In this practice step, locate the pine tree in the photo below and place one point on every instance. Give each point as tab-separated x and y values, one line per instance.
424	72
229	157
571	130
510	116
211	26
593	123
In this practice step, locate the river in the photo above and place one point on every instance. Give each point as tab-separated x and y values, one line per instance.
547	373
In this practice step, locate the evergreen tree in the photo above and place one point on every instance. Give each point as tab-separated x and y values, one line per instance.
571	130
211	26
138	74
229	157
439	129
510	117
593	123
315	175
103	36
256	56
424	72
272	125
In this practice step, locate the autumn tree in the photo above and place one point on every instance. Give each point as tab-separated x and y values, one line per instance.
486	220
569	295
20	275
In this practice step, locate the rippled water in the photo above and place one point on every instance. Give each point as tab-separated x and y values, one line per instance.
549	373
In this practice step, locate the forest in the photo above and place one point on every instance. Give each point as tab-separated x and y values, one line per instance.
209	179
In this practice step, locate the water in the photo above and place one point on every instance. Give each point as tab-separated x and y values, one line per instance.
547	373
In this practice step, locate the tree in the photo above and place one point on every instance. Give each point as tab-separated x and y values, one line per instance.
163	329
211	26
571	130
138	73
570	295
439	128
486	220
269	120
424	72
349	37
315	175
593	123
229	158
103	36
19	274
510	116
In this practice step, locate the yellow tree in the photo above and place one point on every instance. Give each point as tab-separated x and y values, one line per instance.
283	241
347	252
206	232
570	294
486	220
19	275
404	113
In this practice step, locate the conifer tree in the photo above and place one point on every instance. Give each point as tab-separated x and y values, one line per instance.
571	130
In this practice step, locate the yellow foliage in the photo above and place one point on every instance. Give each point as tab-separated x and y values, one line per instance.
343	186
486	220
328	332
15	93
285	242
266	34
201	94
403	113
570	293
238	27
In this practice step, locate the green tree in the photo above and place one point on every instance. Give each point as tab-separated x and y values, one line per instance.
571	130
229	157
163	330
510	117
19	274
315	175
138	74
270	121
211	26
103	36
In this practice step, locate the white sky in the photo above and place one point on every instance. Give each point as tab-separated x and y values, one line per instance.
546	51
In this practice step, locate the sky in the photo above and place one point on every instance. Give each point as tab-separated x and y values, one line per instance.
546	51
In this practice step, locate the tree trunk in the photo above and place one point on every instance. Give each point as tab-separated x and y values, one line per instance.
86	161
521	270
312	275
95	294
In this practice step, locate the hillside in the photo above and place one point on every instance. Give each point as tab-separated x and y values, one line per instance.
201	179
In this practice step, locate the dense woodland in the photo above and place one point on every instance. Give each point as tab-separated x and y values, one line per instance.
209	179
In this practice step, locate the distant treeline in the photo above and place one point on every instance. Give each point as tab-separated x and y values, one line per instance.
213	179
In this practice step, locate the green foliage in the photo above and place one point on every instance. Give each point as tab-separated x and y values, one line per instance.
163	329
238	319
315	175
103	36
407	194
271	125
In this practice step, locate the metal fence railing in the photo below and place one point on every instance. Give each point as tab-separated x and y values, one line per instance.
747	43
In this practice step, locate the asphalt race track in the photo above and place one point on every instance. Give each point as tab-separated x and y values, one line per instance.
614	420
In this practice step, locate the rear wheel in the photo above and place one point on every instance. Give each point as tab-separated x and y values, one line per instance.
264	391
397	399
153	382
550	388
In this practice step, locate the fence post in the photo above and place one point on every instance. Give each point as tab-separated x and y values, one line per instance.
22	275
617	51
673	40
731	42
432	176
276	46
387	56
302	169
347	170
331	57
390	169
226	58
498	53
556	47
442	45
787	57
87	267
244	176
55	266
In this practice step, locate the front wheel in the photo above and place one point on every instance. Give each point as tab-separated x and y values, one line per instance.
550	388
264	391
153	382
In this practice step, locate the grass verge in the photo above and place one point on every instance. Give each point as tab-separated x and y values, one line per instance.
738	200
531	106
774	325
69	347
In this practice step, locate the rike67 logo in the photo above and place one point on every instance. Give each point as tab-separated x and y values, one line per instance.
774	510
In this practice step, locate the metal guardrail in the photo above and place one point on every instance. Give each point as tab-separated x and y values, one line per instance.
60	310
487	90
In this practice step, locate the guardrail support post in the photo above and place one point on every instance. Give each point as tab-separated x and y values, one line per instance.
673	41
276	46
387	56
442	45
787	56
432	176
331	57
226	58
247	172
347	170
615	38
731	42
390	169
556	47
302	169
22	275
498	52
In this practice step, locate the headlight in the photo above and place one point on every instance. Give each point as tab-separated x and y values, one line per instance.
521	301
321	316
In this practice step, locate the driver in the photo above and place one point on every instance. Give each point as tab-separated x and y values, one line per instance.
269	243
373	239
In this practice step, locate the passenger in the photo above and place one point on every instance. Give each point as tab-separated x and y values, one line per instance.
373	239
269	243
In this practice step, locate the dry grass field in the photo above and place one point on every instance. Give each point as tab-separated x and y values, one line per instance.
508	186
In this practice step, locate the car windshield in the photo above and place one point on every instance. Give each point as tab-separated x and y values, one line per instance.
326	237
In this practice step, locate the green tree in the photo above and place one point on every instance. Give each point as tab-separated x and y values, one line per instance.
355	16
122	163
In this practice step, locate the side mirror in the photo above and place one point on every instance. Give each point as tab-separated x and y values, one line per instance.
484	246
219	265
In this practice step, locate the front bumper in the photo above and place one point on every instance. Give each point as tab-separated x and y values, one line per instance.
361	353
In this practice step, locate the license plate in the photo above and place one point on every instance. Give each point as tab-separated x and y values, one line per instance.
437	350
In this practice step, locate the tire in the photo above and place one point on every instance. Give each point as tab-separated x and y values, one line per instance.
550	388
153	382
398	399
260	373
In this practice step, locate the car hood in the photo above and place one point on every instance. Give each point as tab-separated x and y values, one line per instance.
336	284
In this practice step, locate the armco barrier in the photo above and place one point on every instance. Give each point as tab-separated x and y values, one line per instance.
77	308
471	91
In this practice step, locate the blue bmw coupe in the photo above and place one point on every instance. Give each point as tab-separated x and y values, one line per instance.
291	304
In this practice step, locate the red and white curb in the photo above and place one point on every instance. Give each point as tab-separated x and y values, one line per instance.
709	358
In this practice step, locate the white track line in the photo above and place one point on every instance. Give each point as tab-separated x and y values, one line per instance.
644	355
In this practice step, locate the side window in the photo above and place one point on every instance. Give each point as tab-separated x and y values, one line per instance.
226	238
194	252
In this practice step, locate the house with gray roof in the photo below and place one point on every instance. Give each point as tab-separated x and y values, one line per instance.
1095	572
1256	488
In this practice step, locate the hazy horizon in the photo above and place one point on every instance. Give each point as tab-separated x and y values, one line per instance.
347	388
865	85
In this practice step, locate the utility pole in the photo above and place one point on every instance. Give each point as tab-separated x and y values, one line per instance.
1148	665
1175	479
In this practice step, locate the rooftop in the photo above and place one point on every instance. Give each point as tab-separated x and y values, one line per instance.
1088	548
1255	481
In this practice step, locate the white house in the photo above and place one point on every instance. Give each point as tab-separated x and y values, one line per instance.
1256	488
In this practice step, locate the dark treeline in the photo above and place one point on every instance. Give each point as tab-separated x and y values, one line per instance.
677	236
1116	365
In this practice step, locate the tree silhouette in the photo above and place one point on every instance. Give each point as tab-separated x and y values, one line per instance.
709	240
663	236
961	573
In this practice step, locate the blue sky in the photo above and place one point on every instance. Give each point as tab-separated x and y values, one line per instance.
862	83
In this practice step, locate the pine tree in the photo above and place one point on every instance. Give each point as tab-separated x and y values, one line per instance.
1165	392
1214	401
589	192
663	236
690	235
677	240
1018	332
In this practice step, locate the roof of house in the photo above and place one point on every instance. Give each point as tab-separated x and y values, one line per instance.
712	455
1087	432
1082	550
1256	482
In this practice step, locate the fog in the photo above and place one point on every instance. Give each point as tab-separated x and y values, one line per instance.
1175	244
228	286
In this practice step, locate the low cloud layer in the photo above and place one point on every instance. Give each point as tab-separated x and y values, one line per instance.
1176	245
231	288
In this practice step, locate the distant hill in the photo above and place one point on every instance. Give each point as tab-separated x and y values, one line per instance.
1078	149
━━━
Repeat only what runs from the line holding "In this practice step, locate the fog" to the end of the data, keeping every line exactly as written, first and last included.

In this practice step, locate the fog in the photo above and place one point on every instance. Give each point as tab-separated x and y values, one line per instance.
1175	244
228	286
In this practice step, locate the low cloud layer in the photo above and place one point on every instance. Give each point as tab-separated x and y values, one line per instance.
1176	245
231	288
In this practice step, locate the distant hill in the photo above and place one point on every instance. Give each point as tab-separated x and y values, one line per instance.
1078	149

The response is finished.